**Exercise data**.
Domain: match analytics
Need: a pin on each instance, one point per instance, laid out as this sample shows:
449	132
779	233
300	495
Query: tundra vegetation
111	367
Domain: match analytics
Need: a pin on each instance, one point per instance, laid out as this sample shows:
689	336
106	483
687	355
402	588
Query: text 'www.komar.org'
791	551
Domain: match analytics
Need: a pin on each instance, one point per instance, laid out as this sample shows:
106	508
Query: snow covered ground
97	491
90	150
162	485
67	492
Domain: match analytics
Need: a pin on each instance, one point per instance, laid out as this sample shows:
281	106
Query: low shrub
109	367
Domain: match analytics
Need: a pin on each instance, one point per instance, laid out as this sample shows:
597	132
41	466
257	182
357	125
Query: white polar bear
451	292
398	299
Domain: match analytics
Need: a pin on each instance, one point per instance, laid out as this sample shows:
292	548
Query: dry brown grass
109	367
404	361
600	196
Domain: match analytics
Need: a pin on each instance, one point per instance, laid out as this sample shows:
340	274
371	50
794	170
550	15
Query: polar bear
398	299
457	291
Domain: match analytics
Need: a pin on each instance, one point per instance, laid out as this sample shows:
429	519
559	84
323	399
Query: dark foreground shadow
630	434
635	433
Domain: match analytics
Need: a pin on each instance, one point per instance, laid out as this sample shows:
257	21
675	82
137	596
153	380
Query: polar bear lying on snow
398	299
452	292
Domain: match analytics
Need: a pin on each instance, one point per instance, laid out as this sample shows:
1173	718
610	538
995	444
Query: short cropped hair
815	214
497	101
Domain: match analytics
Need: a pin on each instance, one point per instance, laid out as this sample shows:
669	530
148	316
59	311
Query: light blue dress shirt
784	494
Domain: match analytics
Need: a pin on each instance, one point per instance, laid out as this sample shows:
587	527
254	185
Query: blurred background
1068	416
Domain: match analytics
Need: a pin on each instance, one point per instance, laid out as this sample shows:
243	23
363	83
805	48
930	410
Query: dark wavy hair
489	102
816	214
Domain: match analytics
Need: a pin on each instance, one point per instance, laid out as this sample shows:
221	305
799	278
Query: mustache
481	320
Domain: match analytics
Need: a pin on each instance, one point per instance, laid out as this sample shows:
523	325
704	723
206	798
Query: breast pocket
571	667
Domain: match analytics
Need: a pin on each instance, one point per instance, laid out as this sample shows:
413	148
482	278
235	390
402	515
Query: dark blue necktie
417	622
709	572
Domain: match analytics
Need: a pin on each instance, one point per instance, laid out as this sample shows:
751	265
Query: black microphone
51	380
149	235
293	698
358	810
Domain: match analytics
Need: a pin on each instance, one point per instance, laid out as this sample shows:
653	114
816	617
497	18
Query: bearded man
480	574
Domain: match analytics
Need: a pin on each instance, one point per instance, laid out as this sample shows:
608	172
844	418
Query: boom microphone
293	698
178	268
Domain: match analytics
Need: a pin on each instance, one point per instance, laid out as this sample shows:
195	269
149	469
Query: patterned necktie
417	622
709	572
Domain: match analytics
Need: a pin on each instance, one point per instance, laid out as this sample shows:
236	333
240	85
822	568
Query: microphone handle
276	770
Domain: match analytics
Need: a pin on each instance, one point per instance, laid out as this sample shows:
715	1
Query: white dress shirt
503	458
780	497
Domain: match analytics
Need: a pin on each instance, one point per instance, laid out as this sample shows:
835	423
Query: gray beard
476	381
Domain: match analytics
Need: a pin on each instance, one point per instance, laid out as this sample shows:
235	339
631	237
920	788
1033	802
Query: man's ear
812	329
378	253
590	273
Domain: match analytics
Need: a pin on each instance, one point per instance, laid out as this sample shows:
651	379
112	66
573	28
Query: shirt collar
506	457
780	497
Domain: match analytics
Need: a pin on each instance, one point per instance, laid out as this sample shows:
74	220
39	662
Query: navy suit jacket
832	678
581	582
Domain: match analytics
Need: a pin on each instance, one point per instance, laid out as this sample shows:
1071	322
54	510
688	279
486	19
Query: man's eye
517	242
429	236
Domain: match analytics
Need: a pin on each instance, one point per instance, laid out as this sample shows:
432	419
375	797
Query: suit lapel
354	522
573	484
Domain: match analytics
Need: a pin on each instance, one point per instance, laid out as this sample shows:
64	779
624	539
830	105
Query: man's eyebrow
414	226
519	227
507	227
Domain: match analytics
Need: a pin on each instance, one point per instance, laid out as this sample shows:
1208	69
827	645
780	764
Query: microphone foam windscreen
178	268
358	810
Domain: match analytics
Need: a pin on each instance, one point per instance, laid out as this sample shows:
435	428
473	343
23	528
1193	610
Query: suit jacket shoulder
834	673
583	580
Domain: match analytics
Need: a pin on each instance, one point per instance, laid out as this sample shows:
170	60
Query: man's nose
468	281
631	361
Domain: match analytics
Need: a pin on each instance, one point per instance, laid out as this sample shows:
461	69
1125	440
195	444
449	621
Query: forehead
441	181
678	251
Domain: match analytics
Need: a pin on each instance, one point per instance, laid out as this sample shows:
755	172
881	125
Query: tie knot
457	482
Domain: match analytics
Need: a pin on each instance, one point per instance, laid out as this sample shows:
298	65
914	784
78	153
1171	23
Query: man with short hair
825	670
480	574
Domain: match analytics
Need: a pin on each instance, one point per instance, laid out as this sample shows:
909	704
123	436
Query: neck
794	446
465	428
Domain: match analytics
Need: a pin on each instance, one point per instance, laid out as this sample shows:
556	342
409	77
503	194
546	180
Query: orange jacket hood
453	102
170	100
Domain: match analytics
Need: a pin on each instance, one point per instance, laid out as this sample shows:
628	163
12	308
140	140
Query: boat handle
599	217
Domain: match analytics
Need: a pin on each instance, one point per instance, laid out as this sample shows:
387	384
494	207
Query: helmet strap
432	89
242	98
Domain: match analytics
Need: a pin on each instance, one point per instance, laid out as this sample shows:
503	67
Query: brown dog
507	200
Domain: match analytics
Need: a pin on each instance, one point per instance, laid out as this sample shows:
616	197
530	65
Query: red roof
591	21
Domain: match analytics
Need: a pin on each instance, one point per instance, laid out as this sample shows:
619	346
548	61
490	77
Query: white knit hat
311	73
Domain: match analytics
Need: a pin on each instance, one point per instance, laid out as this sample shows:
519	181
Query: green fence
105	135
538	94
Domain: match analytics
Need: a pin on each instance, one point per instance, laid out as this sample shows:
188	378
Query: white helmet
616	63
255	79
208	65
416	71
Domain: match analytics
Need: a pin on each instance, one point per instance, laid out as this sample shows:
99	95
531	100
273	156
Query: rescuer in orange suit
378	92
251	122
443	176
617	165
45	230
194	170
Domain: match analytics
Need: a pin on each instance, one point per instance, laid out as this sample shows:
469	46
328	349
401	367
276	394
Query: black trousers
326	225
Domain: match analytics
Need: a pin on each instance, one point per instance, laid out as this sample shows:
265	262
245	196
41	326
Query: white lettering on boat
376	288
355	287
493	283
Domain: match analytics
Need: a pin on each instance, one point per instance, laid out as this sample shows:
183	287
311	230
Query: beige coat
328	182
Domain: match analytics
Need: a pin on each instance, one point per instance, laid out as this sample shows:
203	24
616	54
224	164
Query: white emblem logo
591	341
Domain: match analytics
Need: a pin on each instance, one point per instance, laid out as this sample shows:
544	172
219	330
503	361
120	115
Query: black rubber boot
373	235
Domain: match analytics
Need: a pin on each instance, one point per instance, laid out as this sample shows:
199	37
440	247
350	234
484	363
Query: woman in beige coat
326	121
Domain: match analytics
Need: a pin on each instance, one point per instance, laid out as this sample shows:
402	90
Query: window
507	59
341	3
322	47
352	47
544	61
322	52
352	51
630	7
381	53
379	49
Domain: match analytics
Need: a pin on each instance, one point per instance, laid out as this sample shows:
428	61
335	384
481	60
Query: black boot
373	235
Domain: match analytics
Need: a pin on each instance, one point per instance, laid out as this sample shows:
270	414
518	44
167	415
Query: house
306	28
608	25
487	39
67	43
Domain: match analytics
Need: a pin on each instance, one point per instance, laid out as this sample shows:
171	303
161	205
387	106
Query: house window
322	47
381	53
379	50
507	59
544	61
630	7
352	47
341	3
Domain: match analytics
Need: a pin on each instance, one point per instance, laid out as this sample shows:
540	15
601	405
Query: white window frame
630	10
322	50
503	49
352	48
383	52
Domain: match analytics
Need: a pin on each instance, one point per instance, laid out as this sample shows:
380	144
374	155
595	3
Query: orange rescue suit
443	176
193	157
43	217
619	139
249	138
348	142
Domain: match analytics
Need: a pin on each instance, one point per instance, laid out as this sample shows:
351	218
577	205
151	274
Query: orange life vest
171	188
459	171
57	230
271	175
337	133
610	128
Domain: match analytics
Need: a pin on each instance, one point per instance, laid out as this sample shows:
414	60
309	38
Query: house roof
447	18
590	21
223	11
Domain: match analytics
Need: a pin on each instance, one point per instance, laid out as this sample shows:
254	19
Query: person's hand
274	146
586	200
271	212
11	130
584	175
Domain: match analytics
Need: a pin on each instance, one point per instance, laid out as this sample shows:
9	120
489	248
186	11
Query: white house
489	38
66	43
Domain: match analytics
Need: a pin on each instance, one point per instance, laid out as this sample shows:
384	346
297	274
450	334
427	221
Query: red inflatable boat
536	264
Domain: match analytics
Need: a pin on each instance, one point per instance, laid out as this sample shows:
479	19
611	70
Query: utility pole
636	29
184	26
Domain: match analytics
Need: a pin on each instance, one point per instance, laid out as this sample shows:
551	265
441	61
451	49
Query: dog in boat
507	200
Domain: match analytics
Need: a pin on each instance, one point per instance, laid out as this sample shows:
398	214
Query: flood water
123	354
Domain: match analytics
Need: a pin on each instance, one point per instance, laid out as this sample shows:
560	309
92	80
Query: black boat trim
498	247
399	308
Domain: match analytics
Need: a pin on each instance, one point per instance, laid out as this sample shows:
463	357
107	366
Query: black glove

**Your instructions**. For this exercise, copy word for word the line that contains "Query: red inflatable boat" and every line after it, ending with the last line of the entries above.

**Finished task**.
Query: red inflatable boat
536	264
Domain: match analytics
Need: a pin on each instance, one point per instance, laid out as this sample shows:
479	19
611	70
Query: utility pole
636	29
184	26
Domain: match analytics
Need: a pin on each instance, one point per instance, laid out as this sample shows:
551	265
441	61
451	49
Query: dog in boat
507	200
Domain: match analytics
Need: a pin on each instance, one point per instance, laid out as this sample shows:
398	214
Query: flood water
123	354
Domain: match analytics
Need: a pin on each instance, one point per instance, laid out as this sample shows:
560	309
92	80
Query: black boat trim
498	247
399	308
Domain: match analytics
Need: a pin on each instance, one point per instance, laid out as this sample shows:
463	357
107	366
Query: black glove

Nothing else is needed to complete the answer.